» **Page excerpt**
# # #

NOTE: R1B courses must be taken for a letter grade.

39D:  Current Political & Moral Conflicts & the Constitution  Frosh/Soph Seminar, Alan Pomerantz, 2 units, Area N/A

**This course is lower division and will not count towards the major.**

We will read Supreme Court cases, as well as political and legal commentary from across the political spectrum, and consider not only the opinions of the Justices, but also why they hold those opinions. We will seek to discover the way in which courts use authority and craft law.

100:  Foundations of Legal Studies, Morrill, 4 units, Core (H, SS)

This is a liberal arts course designed to introduce students to the foundational frameworks and cross-disciplinary perspectives from humanities and social sciences that distinguish legal studies as a scholarly field. It provides a comparative and historical intro to forms, ideas, institutions, and systems of law and sociological ordering. It highlights basic theoretical problems and scholarly methods for understanding questions of law and justice.

102 – Policing and Society, Perry, 4 units, Area I

This course examines the American social institution of policing with particular emphasis on urban law enforcement. It explores the social, economic and cultural forces that pull policing in the direction of state legal authority and power as well as those that are a counter-weight to the concentration of policing powers in the state. Special attention is given to how policing shapes and is shaped by the urban landscape, legal to cultural.

103:  Theories of Law & Society, Lieberman, 4 units, Core (H, SS) or Area II

Surveys leading attempts to construct social theories of law and to use legal materials for systematic social theorizing, during the period from the mid-eighteenth century to the early twentieth century.  The course considers major discussions of such themes as the relationships between law, politics, society and economy; the connection between historical change and legal change; the role of law in the processes of social integration and social discipline; and the distinctive elements of legal ordering in the modern west.

106:  Philosophy of Law, Kutz, 4 units, Area IV or V

This course explores philosophical themes bearing on the nature of the law and its relationship to morality: e.g., What is law—does its claim rest only on social processes or does law necessarily embody moral claims? Do we have an obligation to obey the law? What are the moral limits of legal punishment? The course will sharpen students’ skills in practical reasoning through the analysis of logical argument. The materials consist of readings from the assigned text and additional readings available on bCourses. The format will be a combination of lecture and classroom discussion, with a substantial number of ungraded group debates and simulations.

107:  Theories of Justice, Kutz, 4 units, Core (H) or Area II or III or IV

This is a lecture course in political philosophy, focusing on liberal political theory which emphasizes the protection of individual freedom as against social demands, the maintenance of social and economic equality, and the neutrality of the state in conditions of cultural and religious pluralism.  By studying mainly modern authors, we will attempt to understand the importance of these goals and the possibility of their joint fulfillment. Attention will be paid to the work of John Rawls, to the problem of moral and political disagreement, and the relation between “ideal” thinking about justice and thinking about justice in conditions of racial, gender, and class hierarchies.

# # #

» **Extracted data**
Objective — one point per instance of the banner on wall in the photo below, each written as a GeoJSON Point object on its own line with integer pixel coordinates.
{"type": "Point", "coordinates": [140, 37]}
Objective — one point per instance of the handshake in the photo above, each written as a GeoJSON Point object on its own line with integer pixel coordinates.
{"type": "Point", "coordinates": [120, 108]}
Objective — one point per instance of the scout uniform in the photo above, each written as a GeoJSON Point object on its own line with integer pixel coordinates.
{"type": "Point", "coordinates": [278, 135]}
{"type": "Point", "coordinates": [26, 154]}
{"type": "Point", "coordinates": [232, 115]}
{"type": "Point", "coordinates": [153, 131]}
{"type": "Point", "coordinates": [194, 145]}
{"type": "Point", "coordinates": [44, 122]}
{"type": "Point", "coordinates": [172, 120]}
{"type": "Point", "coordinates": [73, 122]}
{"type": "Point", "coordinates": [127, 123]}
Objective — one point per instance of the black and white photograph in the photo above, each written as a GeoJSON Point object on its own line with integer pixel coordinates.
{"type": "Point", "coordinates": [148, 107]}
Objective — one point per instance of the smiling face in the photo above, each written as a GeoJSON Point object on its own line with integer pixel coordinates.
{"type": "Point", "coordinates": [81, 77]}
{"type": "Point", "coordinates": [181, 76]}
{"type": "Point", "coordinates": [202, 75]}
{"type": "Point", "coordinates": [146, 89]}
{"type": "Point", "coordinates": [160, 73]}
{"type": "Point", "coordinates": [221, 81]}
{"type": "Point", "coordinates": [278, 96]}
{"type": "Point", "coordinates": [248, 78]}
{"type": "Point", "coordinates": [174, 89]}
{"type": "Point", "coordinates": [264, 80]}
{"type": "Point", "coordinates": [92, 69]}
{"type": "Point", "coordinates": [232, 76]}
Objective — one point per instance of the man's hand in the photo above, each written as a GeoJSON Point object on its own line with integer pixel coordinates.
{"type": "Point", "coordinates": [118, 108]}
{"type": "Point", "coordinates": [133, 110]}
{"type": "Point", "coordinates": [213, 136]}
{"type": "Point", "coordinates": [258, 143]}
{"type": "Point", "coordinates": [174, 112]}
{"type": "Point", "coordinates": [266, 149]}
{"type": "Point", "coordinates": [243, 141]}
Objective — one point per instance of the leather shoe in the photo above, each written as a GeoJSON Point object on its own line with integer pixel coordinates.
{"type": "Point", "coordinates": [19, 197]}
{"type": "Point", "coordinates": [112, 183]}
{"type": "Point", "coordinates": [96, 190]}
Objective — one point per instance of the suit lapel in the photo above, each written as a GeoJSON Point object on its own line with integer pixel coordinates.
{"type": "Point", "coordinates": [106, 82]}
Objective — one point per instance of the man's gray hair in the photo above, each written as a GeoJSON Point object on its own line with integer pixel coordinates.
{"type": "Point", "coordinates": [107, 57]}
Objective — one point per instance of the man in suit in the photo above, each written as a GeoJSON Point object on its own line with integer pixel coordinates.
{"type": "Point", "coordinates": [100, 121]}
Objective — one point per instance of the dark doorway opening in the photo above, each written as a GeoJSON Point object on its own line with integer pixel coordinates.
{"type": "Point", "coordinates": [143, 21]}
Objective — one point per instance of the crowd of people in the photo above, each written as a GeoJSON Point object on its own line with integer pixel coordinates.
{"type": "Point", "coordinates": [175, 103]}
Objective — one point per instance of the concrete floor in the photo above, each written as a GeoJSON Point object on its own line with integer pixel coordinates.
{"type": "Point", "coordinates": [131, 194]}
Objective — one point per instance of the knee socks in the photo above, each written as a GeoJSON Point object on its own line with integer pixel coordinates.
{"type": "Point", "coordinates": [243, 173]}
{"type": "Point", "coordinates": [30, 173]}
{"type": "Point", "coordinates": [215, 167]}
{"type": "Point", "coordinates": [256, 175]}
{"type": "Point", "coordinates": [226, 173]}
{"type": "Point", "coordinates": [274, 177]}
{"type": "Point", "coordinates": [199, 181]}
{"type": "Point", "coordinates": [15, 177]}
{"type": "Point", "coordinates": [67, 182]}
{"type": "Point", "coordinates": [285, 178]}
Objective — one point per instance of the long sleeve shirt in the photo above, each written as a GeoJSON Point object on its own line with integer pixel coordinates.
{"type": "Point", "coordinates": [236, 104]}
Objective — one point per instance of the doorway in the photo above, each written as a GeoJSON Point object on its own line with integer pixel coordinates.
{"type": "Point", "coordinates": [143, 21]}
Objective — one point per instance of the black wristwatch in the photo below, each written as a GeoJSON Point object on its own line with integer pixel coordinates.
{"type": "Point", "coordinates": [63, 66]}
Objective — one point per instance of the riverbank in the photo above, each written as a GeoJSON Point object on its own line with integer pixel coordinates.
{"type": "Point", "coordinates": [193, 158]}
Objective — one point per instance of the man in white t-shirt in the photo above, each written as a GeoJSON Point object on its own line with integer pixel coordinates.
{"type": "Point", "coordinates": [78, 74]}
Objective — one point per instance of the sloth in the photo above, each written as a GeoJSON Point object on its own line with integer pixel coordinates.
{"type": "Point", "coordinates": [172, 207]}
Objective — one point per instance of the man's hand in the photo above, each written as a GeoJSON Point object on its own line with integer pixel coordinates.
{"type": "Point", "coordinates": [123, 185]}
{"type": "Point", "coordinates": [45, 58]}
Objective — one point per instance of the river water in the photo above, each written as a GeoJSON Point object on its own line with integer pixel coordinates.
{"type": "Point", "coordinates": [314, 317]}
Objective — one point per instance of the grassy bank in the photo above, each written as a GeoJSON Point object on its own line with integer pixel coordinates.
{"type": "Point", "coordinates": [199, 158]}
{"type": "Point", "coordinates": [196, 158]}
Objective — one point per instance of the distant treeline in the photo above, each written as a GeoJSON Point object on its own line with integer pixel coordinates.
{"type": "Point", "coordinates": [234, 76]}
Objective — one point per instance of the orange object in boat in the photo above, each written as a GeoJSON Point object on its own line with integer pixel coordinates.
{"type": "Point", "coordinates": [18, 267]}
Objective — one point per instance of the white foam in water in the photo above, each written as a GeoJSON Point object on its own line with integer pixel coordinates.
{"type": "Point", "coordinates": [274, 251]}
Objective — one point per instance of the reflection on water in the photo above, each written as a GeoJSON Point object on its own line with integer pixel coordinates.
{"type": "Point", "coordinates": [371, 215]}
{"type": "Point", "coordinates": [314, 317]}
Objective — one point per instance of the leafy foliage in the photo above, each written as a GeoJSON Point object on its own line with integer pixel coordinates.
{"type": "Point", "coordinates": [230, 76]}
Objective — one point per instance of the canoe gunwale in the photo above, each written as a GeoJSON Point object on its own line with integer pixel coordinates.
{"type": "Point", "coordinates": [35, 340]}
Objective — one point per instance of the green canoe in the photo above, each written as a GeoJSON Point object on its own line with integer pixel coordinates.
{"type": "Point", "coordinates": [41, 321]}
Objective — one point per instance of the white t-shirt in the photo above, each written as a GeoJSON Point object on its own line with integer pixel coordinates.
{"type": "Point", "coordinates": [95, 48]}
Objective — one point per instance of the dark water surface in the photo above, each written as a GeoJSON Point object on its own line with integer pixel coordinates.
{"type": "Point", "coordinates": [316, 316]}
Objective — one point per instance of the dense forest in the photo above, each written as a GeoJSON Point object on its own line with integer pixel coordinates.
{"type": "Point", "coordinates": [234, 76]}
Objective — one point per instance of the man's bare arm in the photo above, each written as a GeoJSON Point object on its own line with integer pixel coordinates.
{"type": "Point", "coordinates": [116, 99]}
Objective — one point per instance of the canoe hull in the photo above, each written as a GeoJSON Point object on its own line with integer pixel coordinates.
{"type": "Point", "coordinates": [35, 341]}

# # #

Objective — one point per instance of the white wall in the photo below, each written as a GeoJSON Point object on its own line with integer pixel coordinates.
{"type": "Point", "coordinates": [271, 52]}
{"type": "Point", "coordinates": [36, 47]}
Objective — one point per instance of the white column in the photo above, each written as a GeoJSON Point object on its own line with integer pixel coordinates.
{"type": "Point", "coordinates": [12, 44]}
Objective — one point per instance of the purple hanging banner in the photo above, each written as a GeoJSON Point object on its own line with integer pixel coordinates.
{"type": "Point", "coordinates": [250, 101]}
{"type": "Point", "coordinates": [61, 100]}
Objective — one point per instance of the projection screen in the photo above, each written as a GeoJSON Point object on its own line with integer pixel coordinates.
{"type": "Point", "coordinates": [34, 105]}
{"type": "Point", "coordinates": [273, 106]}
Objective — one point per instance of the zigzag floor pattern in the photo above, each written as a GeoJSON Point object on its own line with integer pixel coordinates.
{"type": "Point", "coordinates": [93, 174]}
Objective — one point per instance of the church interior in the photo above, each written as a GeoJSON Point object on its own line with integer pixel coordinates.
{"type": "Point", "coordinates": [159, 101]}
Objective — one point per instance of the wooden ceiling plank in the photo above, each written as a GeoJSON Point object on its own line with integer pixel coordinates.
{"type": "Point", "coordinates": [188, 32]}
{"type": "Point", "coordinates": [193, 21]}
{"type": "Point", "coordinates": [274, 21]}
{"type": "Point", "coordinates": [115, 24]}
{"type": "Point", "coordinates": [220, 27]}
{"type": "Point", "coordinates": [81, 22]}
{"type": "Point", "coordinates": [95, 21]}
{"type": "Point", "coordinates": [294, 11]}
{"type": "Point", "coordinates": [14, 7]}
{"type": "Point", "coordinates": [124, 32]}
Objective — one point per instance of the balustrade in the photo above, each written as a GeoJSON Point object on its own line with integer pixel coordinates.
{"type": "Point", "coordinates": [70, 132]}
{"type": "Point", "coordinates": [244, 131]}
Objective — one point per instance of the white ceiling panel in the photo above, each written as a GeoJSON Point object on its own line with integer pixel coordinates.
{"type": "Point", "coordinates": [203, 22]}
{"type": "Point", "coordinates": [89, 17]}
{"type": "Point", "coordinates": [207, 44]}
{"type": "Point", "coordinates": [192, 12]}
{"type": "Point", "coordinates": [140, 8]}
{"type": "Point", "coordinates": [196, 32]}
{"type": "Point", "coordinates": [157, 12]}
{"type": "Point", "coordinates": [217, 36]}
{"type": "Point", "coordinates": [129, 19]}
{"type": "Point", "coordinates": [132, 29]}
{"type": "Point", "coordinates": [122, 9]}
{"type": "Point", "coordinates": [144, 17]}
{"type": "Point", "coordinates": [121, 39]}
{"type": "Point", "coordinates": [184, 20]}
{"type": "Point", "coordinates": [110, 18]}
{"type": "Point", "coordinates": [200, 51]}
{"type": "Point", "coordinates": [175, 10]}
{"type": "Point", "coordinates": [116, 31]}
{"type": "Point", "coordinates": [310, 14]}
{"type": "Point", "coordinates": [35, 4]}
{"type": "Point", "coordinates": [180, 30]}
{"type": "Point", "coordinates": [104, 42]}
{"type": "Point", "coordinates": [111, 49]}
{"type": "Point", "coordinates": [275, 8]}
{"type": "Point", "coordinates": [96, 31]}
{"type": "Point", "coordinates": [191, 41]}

# # #

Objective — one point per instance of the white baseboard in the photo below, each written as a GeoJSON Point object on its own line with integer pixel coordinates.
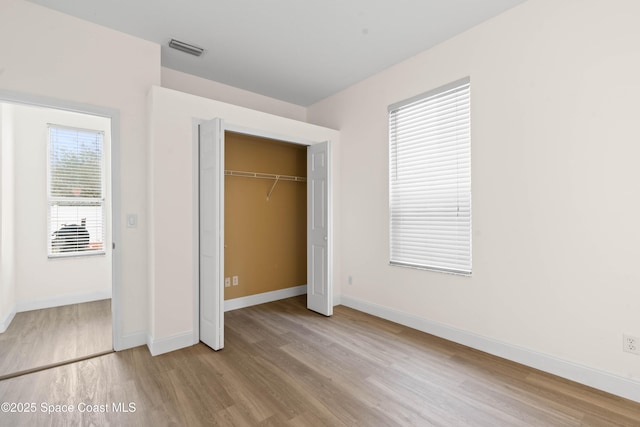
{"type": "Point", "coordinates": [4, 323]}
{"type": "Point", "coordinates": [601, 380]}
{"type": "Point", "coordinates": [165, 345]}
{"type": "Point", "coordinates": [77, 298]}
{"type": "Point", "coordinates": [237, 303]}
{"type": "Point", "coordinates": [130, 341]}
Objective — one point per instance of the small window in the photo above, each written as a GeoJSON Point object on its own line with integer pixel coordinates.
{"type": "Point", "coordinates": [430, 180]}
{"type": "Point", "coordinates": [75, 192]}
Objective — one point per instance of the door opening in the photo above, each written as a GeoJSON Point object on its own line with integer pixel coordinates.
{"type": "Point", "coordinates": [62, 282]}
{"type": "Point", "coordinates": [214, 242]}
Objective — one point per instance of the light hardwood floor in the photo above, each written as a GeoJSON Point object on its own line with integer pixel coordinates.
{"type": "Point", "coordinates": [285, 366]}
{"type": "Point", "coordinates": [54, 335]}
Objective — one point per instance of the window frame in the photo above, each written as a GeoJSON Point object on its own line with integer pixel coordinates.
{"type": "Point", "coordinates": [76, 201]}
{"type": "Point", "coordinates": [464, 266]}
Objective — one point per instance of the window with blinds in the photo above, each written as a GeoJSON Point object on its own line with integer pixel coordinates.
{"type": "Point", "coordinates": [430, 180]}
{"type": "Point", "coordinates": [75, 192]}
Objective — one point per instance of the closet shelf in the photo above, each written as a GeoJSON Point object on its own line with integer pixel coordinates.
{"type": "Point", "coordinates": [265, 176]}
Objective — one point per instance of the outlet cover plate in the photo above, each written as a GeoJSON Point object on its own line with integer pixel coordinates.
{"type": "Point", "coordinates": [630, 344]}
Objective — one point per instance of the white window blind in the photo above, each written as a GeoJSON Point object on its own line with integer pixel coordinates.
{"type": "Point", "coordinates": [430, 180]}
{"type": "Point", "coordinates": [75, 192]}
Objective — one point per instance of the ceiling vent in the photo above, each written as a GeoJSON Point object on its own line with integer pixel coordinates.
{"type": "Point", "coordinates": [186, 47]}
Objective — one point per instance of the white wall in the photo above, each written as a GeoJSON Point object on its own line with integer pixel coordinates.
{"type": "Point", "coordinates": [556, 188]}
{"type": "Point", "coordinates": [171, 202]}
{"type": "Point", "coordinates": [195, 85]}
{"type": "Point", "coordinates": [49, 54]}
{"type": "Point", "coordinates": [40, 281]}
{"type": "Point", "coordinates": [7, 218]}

# # #

» **Request**
Extend the legal studies course listing, starting after its last sentence, with the next course descriptions in the same style.

» **Answer below**
107WI:  Writing Intensive Discussion Section 101 for Theories of Justice
This is one of the discussion sections for LS 107. It is a writing intensive discussion section. LS107WI section differs from the other sections for LS107 in that it is more demanding, and will serve as a forum for intense and iterative development of analytical writing and speaking skills. It is sponsored by the campus Art of Writing program. The 107WI section will generally be longer (up 10 1.5 hours long) and will feature weekly writing assignments and in-class debates (with out-of-class preparation). It is aimed at students anticipating careers in fields that require the deployment of complex arguments about politics and justice, including law, public service, and education. One further independent study credit will be available to students in the section. LS107 and 107WI share the same requirements for graded work, which will include 2 analytical papers, an editorial, an in-class final exam, and an ungraded, peer-reviewed take-home midterm.

The lecture component of the two courses is identical (same room, same time, same lectures). Only this LS 107WI section differs. You should enroll in LS107WI if, but only if, you are willing to put in extra work (and reap corresponding benefits) in this course to develop your writing and speaking. Places are limited and enrolment will be by application to the instructor. If you are principally interested just in learning about theories of justice, you should enroll in LS107 or PS117.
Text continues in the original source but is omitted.